Your instructions » Change every "Point out" in the data below to "Mark", keeping everything else the same, and write the lines out again. Leave the pictures out of your answer.

Rows of box annotation data:
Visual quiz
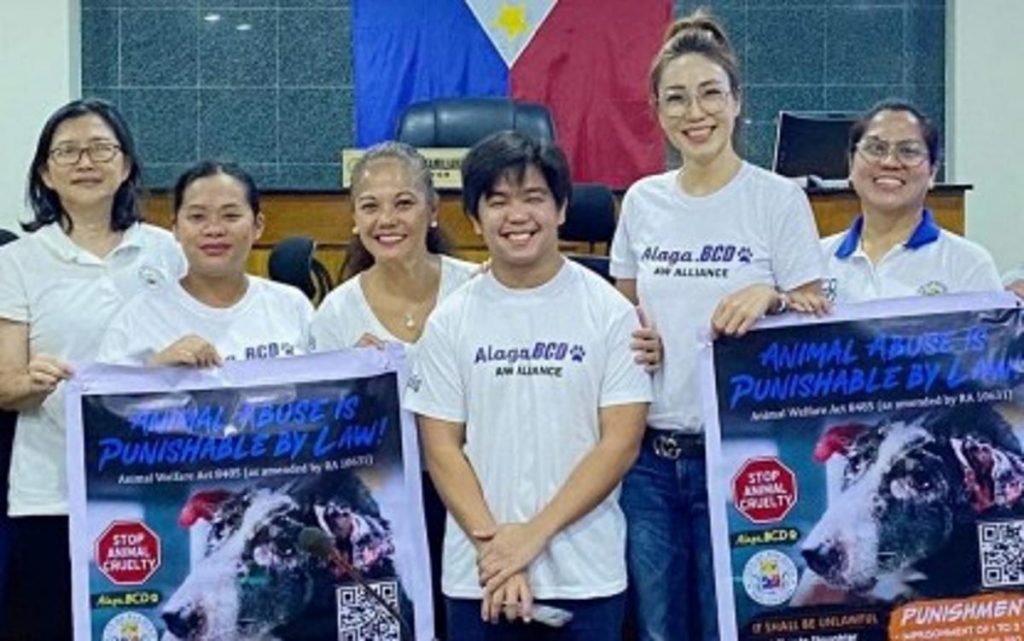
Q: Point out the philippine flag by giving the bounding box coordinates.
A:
[352,0,672,187]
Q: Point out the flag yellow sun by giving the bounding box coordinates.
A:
[495,2,529,40]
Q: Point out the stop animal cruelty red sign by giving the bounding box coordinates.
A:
[732,458,797,523]
[95,521,160,586]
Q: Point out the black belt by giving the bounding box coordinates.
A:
[643,429,705,461]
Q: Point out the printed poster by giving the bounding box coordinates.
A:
[703,293,1024,641]
[68,348,433,641]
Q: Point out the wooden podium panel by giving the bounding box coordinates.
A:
[143,185,971,280]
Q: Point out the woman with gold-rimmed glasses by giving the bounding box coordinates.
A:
[611,12,827,641]
[822,100,1001,303]
[0,99,184,639]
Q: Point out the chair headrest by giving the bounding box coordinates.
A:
[395,98,555,147]
[558,182,615,243]
[267,236,316,299]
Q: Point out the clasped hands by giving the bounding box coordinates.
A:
[472,523,548,624]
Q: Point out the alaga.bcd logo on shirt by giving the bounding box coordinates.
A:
[473,341,587,378]
[918,281,949,296]
[743,550,797,606]
[102,612,158,641]
[138,265,164,287]
[640,244,754,279]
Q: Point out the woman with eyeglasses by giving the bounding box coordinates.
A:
[822,100,1001,303]
[0,99,184,639]
[611,12,828,641]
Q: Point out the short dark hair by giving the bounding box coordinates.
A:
[849,98,942,169]
[172,160,259,218]
[462,131,572,218]
[22,98,142,231]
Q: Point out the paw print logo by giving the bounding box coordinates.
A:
[569,345,587,362]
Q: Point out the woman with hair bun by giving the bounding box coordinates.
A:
[312,141,478,639]
[611,11,828,641]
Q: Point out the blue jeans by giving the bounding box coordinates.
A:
[445,593,626,641]
[620,428,718,641]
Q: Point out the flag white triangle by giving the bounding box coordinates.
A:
[466,0,557,67]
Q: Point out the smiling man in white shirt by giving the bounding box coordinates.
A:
[406,132,651,641]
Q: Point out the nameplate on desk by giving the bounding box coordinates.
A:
[341,147,469,189]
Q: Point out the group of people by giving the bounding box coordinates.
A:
[0,8,1024,641]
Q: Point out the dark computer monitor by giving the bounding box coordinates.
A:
[773,112,858,180]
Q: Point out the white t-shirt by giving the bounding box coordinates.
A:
[821,210,1002,303]
[0,223,184,516]
[404,260,651,599]
[610,163,824,432]
[1002,264,1024,285]
[96,275,313,365]
[311,256,479,351]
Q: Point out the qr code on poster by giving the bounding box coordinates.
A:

Solution to this task »
Visual quiz
Q: Mark the philippine flag by giving the bounding box coordinates.
A:
[352,0,672,187]
Q: Mark the flag yellow sun by giving the bounding box coordinates.
A:
[495,2,529,40]
Q: Mark the stop animal cruelty red sign by giving the bounding box coordinates.
A:
[732,458,797,523]
[95,521,160,586]
Q: Mark the black belt by giving the bounding box coordinates.
A:
[643,429,705,461]
Q: Mark the printed poster by giving the bounding box coordinates.
A:
[703,293,1024,641]
[68,348,433,641]
Q: Mark the wooden podium panel by giving the bounding box coordinates.
A:
[143,185,971,280]
Q: Mark the woman with gold-rimmed glasses by giving the bounding box coordinates.
A:
[611,12,827,641]
[822,100,1001,303]
[0,99,184,639]
Q: Mark the chair headrest by giving the bounding box coordinates.
A:
[395,98,555,147]
[558,182,615,243]
[267,236,316,299]
Q: Mark the clasped hands by giving the bounding box coordinates.
A:
[472,523,548,624]
Q: Mark the alaga.bcd logo on shirt by giving the bounding box coordinates.
A:
[473,341,587,378]
[918,281,949,296]
[743,550,797,606]
[102,612,158,641]
[138,265,164,287]
[640,244,754,279]
Q: Mark the woman with eyeglasses by giving the bounding box coordinates.
A:
[822,100,1001,303]
[0,99,184,639]
[611,12,828,641]
Q: Mark the short dark hair by giving the bounding box coordinates.
A:
[849,98,942,169]
[172,160,259,218]
[462,131,572,218]
[22,98,142,231]
Q: Mark the paw print logo by giving the bounding box coordinates.
A:
[569,345,587,362]
Q: Mark the woman with hair bun by giving the bounding box coordinates.
A:
[312,141,478,639]
[611,11,828,641]
Q: Mark the blue jeans by giving the bounding box coordinates.
A:
[445,593,626,641]
[620,428,718,641]
Q: Mark the flag white triangle by giving the bounding box coordinates.
A:
[466,0,557,67]
Q: Mark the smiling man in white shirt by giving the bounding box coordinates.
A:
[406,132,651,641]
Q: Mark the nameplate on desk by giving the bounding box coordinates.
A:
[341,147,469,189]
Q: Mark the group of people by giving the bounding box coordinates.
A:
[0,8,1024,641]
Q: Mark the dark computer monitor by giving the bounding box coordinates.
A:
[773,112,858,180]
Q: Mark the white t-shirt by giving the bounding box coordinates.
A:
[821,210,1002,303]
[0,223,184,516]
[404,260,651,599]
[610,163,824,432]
[1002,264,1024,285]
[96,275,313,365]
[311,256,479,351]
Q: Mark the qr code on poster by giving the bounding box coordinates.
A:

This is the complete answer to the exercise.